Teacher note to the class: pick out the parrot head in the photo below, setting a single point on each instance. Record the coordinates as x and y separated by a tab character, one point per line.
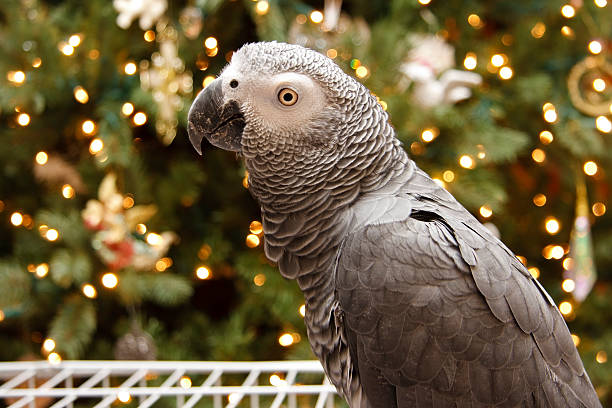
276	97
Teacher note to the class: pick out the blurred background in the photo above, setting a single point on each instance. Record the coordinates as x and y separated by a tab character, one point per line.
118	241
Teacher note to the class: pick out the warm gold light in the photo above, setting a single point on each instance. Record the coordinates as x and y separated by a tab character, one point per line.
316	16
259	279
88	127
603	124
599	85
546	137
361	71
568	11
262	7
80	94
466	162
590	168
96	146
42	270
140	118
23	119
202	272
485	211
599	209
565	308
448	176
42	158
67	191
89	291
16	219
568	285
110	280
129	68
538	155
601	357
210	43
506	73
595	47
285	339
539	199
252	240
470	61
127	109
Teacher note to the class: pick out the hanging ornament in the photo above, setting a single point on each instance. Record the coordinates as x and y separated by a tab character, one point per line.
429	66
191	21
147	11
135	345
590	86
119	238
582	265
165	76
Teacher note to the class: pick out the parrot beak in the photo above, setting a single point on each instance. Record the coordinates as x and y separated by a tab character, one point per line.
221	123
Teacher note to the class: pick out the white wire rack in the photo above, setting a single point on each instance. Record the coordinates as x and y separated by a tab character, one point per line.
183	384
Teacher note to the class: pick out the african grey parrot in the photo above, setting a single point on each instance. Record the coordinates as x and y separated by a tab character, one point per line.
410	301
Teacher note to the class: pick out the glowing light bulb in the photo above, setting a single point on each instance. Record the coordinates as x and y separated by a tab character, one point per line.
110	280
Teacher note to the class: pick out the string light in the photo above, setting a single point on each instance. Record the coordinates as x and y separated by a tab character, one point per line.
485	211
127	109
23	119
603	124
538	155
552	225
110	280
539	200
466	161
429	134
595	47
88	127
96	146
67	191
568	11
80	94
590	168
568	285
202	272
252	240
565	308
16	77
49	345
89	291
470	61
262	7
599	209
139	119
316	16
41	270
210	43
546	137
16	219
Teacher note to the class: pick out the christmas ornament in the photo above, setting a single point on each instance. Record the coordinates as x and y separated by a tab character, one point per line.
584	91
165	76
117	239
148	12
135	345
430	67
582	270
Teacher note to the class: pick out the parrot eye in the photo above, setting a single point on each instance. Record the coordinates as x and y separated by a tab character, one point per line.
287	96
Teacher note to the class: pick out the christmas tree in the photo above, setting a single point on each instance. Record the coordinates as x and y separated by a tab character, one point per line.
120	242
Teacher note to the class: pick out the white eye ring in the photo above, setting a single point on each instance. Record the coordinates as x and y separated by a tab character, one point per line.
287	96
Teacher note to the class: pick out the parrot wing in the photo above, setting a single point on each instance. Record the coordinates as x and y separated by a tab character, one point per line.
437	316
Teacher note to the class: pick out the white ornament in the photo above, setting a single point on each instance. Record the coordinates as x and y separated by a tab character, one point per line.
149	12
429	66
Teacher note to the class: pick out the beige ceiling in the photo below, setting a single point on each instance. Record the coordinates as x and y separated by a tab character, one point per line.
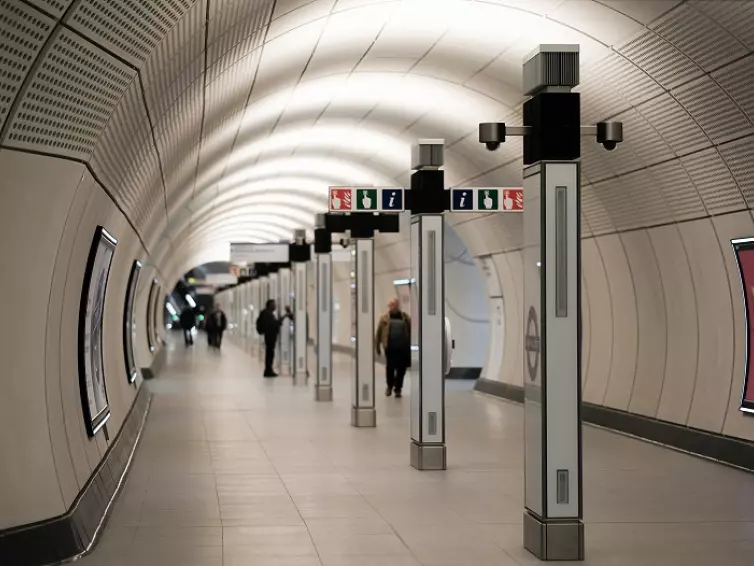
217	120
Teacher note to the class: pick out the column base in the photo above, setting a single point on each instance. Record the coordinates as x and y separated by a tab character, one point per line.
363	417
428	456
322	393
554	539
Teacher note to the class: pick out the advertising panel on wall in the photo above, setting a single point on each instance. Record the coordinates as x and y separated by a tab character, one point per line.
129	329
744	251
150	316
91	314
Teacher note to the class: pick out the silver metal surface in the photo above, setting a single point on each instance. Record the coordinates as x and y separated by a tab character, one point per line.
323	393
363	418
428	457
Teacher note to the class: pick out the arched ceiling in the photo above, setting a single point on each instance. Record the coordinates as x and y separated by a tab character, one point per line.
224	120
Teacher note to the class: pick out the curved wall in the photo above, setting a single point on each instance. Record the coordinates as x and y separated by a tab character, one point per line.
50	211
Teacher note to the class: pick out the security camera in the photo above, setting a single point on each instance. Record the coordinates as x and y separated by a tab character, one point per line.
609	134
492	134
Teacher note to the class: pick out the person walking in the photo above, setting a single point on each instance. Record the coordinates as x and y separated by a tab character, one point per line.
188	322
268	325
394	337
216	324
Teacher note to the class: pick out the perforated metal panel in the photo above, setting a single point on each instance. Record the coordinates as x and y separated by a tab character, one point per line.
696	35
55	8
736	79
131	29
736	17
663	62
739	156
23	32
713	110
674	124
70	98
678	192
714	182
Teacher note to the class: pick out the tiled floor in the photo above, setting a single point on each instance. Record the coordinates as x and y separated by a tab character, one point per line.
237	470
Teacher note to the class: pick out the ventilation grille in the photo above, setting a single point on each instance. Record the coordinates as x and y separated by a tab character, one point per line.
698	37
713	110
663	62
23	32
739	156
714	182
674	124
55	8
736	18
132	28
69	99
177	62
736	80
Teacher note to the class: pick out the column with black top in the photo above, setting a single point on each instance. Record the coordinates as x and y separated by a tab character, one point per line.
428	201
323	251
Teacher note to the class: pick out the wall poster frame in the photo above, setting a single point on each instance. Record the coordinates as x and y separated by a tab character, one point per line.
129	328
94	401
743	250
151	338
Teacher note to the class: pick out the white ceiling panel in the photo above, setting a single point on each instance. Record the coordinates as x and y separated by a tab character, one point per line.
69	99
129	29
674	124
736	79
739	156
714	182
736	17
643	11
713	110
55	8
660	60
699	37
298	17
599	21
285	59
24	31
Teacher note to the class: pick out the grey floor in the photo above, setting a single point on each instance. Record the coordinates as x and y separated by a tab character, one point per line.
237	470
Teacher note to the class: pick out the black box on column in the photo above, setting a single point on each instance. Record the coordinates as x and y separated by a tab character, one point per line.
322	241
555	122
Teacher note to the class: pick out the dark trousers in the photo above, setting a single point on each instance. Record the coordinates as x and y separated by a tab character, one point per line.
395	369
269	355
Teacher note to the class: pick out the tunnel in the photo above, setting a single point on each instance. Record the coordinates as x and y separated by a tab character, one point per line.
140	138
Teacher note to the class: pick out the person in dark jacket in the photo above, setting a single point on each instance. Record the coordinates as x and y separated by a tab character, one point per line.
188	322
216	324
394	337
268	325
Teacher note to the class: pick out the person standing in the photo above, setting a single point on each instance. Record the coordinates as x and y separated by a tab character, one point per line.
216	324
268	325
188	322
394	337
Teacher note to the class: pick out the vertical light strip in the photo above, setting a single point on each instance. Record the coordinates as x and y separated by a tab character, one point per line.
432	268
364	283
561	252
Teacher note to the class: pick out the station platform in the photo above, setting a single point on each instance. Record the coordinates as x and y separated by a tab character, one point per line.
234	469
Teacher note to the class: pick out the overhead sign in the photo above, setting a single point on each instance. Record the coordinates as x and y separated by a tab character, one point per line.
241	253
367	199
486	199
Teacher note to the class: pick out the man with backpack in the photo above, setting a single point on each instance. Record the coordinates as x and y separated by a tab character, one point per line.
394	337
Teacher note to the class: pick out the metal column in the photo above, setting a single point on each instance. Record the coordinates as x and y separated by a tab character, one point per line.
553	529
300	368
363	412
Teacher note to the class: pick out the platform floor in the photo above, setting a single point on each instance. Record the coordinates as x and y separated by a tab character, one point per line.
237	470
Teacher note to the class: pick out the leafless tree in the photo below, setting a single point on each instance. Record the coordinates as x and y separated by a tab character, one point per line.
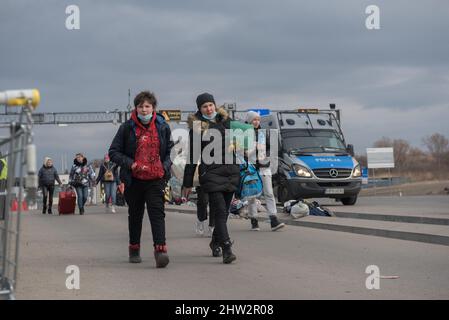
437	144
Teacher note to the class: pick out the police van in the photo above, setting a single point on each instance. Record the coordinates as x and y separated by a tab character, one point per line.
314	159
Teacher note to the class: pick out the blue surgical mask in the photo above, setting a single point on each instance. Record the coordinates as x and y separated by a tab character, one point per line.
212	117
146	118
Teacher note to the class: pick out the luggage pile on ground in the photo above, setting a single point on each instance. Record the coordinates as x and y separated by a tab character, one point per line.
301	208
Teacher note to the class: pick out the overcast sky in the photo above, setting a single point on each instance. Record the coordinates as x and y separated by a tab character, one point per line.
390	82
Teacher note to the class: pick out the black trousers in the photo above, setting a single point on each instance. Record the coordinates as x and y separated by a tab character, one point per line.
219	206
47	192
201	207
137	195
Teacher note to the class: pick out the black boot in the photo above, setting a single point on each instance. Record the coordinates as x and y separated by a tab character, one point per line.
215	247
228	256
134	254
161	256
254	224
275	224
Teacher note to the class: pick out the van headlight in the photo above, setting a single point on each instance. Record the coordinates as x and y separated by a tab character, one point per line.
302	171
357	172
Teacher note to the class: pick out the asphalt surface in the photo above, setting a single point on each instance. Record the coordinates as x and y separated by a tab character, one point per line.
295	263
428	206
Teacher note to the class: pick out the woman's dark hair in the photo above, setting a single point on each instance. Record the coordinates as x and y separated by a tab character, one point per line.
145	96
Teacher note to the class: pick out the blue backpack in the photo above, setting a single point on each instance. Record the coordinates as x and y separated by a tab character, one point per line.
250	185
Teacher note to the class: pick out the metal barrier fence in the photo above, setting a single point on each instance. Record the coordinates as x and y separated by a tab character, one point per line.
20	158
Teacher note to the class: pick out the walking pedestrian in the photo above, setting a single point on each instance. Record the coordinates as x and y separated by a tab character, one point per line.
46	177
202	214
142	149
258	156
218	178
108	177
80	177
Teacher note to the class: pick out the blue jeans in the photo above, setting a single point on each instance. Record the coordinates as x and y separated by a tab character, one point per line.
82	193
110	190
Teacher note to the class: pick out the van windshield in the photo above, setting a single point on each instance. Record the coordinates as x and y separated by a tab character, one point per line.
298	141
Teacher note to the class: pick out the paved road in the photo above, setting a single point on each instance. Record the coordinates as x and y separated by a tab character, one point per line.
297	263
431	206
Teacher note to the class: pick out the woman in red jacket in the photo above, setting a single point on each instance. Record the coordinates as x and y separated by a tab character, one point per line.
142	148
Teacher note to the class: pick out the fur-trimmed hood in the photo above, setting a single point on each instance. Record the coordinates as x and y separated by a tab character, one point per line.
222	115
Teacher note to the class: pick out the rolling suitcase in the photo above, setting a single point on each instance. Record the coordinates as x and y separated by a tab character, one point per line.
67	201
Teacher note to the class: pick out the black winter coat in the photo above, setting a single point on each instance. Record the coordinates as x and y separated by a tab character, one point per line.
212	177
47	176
123	148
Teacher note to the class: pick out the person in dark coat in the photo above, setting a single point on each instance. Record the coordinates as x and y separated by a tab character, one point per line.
47	176
217	177
81	176
108	176
142	148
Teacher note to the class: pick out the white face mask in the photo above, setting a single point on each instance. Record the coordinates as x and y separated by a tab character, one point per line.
146	118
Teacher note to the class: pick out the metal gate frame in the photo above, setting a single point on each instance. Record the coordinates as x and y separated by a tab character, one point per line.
21	156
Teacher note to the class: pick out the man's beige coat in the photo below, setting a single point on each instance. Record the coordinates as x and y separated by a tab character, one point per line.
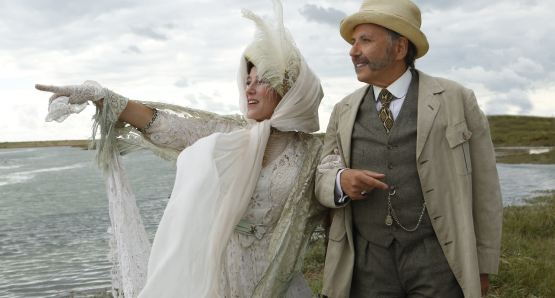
458	174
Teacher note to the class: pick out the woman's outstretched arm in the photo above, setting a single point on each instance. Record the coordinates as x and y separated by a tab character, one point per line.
134	113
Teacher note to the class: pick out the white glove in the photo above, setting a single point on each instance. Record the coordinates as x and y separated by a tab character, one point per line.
330	162
60	109
72	99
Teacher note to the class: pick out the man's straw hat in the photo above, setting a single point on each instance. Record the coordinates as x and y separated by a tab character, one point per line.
401	16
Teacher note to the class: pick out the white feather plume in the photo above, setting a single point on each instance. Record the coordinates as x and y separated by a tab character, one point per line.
273	50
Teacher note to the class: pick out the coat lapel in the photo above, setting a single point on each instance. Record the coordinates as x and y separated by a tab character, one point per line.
347	121
428	107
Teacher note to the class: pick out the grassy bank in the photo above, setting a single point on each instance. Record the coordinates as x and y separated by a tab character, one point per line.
72	143
527	264
516	131
543	158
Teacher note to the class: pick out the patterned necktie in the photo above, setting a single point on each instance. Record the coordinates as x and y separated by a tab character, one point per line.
385	113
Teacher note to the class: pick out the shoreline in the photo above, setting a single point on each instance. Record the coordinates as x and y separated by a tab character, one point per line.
35	144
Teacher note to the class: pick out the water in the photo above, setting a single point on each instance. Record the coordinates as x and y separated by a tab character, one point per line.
54	214
54	217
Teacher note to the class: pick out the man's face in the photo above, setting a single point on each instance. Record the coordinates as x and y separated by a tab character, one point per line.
370	52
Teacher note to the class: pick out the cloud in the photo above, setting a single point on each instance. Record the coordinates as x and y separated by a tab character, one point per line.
149	32
144	50
134	48
330	16
514	102
182	82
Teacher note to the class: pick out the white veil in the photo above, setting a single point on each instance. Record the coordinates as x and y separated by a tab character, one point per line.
215	180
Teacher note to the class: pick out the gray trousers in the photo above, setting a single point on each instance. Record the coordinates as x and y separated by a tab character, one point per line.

## [What is required]
Reproduce exactly the lines from the one containing "Teacher note to the class: pick out the white veil" through the last line of the records, both included, and nothing else.

## [Response to the exercise]
Teacher note to the class: pick out the white veil in the photo above, setting a single point on each instance. Record the coordinates as x and y separated by a tab character, one point per line.
215	180
Teacher note to the class: pick out the gray trousers in the photo above, setting a single point on each instance. Record the coordinates as x and y separated by a tab character, one point per line.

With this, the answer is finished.